- [CONSEGNA SCRITTA]
Per favore, formatta tutte le voci seguenti come lista JSON di stringhe, una stringa per ogni riga, omettendo le righe vuote.

- [DATI ESTRATTI]
_ _ _ _ _ _ _
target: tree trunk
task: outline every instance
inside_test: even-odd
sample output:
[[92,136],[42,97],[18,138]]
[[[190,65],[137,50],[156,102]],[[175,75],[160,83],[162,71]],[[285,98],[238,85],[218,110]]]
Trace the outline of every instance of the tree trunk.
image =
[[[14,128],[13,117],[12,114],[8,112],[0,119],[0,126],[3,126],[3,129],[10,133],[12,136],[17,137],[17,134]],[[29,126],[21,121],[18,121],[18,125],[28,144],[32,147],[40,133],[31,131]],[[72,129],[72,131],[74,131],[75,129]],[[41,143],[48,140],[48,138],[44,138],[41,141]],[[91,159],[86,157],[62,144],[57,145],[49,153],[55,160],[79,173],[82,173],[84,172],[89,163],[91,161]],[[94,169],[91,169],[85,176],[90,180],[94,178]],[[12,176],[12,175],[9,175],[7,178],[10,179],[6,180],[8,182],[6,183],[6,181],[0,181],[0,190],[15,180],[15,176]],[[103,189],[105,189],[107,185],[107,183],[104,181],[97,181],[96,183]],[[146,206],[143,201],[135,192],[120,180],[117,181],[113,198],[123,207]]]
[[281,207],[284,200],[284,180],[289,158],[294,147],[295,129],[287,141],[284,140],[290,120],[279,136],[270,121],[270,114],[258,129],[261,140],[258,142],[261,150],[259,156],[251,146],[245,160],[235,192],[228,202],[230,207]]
_ _ _ _ _ _ _
- [ESERCIZIO SVOLTO]
[
  "target: tree trunk",
  "task: outline every instance",
  "inside_test: even-odd",
  "sample output:",
  "[[92,136],[42,97],[18,138]]",
  "[[[190,65],[137,50],[156,102]],[[175,75],[160,83],[162,71]],[[285,98],[238,85],[218,110]]]",
  "Trace the outline of every instance of the tree trunk.",
  "image =",
  "[[[14,128],[13,117],[12,114],[8,112],[0,119],[0,126],[3,126],[3,129],[10,133],[12,136],[17,137],[17,134]],[[29,126],[21,121],[18,121],[18,125],[28,144],[32,147],[40,133],[31,131]],[[72,129],[72,131],[74,131],[75,129]],[[41,143],[48,140],[48,138],[44,138],[41,141]],[[91,159],[86,157],[62,144],[57,145],[49,153],[55,160],[79,173],[82,173],[84,172],[89,163],[91,161]],[[94,169],[91,169],[85,176],[90,180],[94,178]],[[12,176],[12,175],[9,175],[7,178],[10,179],[6,180],[8,182],[6,183],[6,181],[0,181],[0,190],[15,180],[15,176]],[[103,189],[105,189],[107,185],[107,183],[104,181],[97,181],[96,183]],[[146,206],[143,201],[135,192],[120,180],[117,181],[113,198],[123,207]]]",
  "[[281,207],[284,200],[284,180],[289,158],[294,147],[295,129],[287,141],[284,140],[290,120],[279,136],[270,121],[270,114],[258,129],[261,140],[258,142],[261,150],[259,156],[251,146],[245,160],[235,192],[228,202],[230,207]]"
]